Keywords

1 Introduction

Deep convolutional neural networks (CNNs) have been the prevailing methods in computer vision and brought remarkable improvement to various tasks [5, 6, 13, 14, 19, 20, 30]. However, as the CNNs are normally over-parameterized and cumbersome, it is challenging for the model deployment on devices with limited resources, and the acceleration during the inference stage becomes necessary. Network pruning, one of the critical directions in network compression, aims at eliminating the unimportant parameters or operations without compromising the model performance. In this area, filter pruning methods [7, 10, 18] are more practical to deploy and easily to be implemented. Generally, the workflow of filter pruning can be divided into three steps: (1) Normal Training: train the original network on a specific dataset from scratch. (2) Pruning: prune the insignificant network components such as neurons, filters, based on a well-handcrafted criterion, where the score magnitude under the criterion reflects their “importance”. (3) Finetuning: recover the performance loss caused by the removal of the components to a certain extent. Among all steps, an effective pruning criterion plays an essential role in one filter pruning algorithm.

Fig. 1.
figure 1

The Spearman’s rank correlation coefficient (Sp) of 12 pruning criteria in VGG16 [32]. The color of each pair of pruning criteria represents the value of Sp, and the lighter the color (close to 1), the stronger similarity.

Conventional pruning methods mainly concentrate on designing a better criterion to increase the viable prune ratio without harming the performance, but few of them have introspected the actual correlations among them. Recent work [15] reveals that some of the filter pruning criteria, e.g., L1-Norm [18], L2-Norm [3], FPGM [9] and Fermat [15], have a substantial similarity on the “importance” index of pruned filters in most layers. That is, some pruning criteria incline to remove alike filters, though their considerations are from a different perspective. From this motivation, we further extend the comparison to more criteria. In Fig. 1, we demonstrate the filters rank similarity under assorted state-of-the-art criteria and their variants using the Spearman’s correlation coefficient (Sp) [31], which is a non-parametric correlation measurement of rankings, and able to assess the relationship between two variables using a monotonic function. Specifically, for two sequences \(X = \{x_1,x_2,\cdots ,x_n\}\) and \(Y = \{y_1,y_2,..,y_n\}\), if the rank of X and Y are \(\{x_1\prime ,x_2\prime ,\cdots ,x_n\prime \}\) and \(\{y_1\prime ,y_2\prime ,\cdots ,y_n\prime \}\) respectively, the definition of the Sp between them is

$$\begin{aligned} \rho (X,Y) = 1 - \frac{6\sum _{i=1}^Nd_i^2}{n(n^2-1)}, \end{aligned}$$
(1)

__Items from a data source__
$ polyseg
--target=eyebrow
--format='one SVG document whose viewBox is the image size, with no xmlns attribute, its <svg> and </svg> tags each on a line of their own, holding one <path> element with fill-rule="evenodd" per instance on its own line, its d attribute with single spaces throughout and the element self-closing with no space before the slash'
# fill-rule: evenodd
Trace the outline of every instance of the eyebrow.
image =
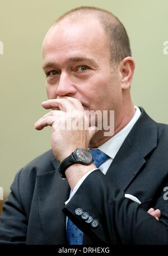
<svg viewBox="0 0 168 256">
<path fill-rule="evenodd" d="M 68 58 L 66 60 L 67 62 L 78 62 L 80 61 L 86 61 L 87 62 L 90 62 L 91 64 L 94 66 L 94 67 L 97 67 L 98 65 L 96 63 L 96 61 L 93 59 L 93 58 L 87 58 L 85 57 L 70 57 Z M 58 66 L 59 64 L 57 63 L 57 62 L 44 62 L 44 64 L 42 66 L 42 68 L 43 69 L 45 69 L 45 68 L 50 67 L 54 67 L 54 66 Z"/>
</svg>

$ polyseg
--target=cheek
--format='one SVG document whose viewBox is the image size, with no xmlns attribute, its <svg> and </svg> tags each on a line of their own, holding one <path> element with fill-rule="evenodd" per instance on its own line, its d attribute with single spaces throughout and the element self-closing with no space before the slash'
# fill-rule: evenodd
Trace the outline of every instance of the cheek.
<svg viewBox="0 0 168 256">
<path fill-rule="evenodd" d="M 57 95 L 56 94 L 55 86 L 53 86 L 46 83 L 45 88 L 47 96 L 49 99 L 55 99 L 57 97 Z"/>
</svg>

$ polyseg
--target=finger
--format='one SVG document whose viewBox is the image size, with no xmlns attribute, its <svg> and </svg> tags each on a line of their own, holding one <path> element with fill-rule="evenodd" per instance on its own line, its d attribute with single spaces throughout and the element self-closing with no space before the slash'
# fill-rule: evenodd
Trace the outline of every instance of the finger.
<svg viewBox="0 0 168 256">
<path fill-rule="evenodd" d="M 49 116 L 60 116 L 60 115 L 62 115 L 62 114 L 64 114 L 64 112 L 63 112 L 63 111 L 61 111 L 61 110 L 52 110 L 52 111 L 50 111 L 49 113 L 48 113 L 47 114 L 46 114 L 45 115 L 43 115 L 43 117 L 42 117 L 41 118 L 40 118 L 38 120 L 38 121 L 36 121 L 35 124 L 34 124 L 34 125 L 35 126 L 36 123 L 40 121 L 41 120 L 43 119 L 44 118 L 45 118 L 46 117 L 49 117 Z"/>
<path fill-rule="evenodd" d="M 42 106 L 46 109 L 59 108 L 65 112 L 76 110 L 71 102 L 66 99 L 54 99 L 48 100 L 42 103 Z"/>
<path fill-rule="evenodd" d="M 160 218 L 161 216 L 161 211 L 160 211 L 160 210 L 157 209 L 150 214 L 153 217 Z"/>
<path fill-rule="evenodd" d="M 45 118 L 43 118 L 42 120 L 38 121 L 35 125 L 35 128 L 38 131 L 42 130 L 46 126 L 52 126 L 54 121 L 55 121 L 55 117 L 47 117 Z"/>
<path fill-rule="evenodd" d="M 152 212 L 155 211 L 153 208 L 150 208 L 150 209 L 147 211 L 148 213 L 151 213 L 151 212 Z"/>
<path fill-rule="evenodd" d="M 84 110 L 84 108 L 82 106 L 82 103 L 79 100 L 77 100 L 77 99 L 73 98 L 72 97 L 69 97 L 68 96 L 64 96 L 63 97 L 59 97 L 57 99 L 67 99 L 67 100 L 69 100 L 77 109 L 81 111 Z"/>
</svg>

__TO DO__
**a.** Pull out each line of the records that contains the string "eyebrow".
**b.** Carry the passage on CNN filter pruning criteria further, starting right after its last line.

__EXPECTED ANSWERS__
**a.**
--target=eyebrow
Trace the outline of every instance of the eyebrow.

**b.**
where \(d_i = x_i\prime - y_i\prime \). In general, if the Sp is above 0.8, there is a strong confidence that the two sequences of variables are highly similar. Figure 1 indicates an empirical fact that although each criterion is competent for filter pruning, the Sp correlation on their measured “importance” rank has a discrepancy. For example, in the first layer, Taylor BN_\(\gamma \) [25] has negative Sp value with other criteria, i.e., it tends to remove different filters comparing to other criteria. Additionally, in the intermediate layers, this discrepancy becomes obvious on more criteria, excluding the four criteria mentioned in [15]. These inconsistencies imply that some of the pruning criteria may prune the potentially significant filters, e.g., a filter may be viewed as an important filter by one pruning criterion whereas another criterion may judge it unnecessary. Hence, each criterion may only be a partial view of the comprehensive “importance” of filters. Thus, inspired by this phenomenon, we consider a problem: can we introduce one criterion that integrates both the criteria diversity and their advantages as much as possible?

To solve this problem, we propose a novel framework to layerwise integrate the existing filter pruning criteria by examining the criteria diversity on their “importance” measurements, filters “importance” rank, and the discrepancy on their similarity. The proposed framework contains two stages: Criteria Clustering and Filters Importance Calibration. Since the searching space of the candidate combination pools will be extremely large, especially when the network is particularly deep, e.g., ResNet152 has over a hundred layers, finding the solution for the blending criterion among them is non-trivial. Therefore, to ease the above problem and to ensure the variance on blending candidates, we condense the pruning criteria via layerwise clustering based on the rank of “importance” score during the first stage. Then, in each cluster, we propose a calibration factor to adjust their significance for the ensemble. In the second stage, we introduce an Evolutionary Algorithm to optimize the combination of the calibration factor and the blending candidates sampled from each cluster and ultimately generate the optimal blending criterion. Our contributions are summarized as follows:

  • To the best of our knowledge, our work is the first to explore the correlation among some existing filter pruning criteria and propose a simple-yet-effective ensemble framework to integrate different pruning criteria and generate an optimal criterion.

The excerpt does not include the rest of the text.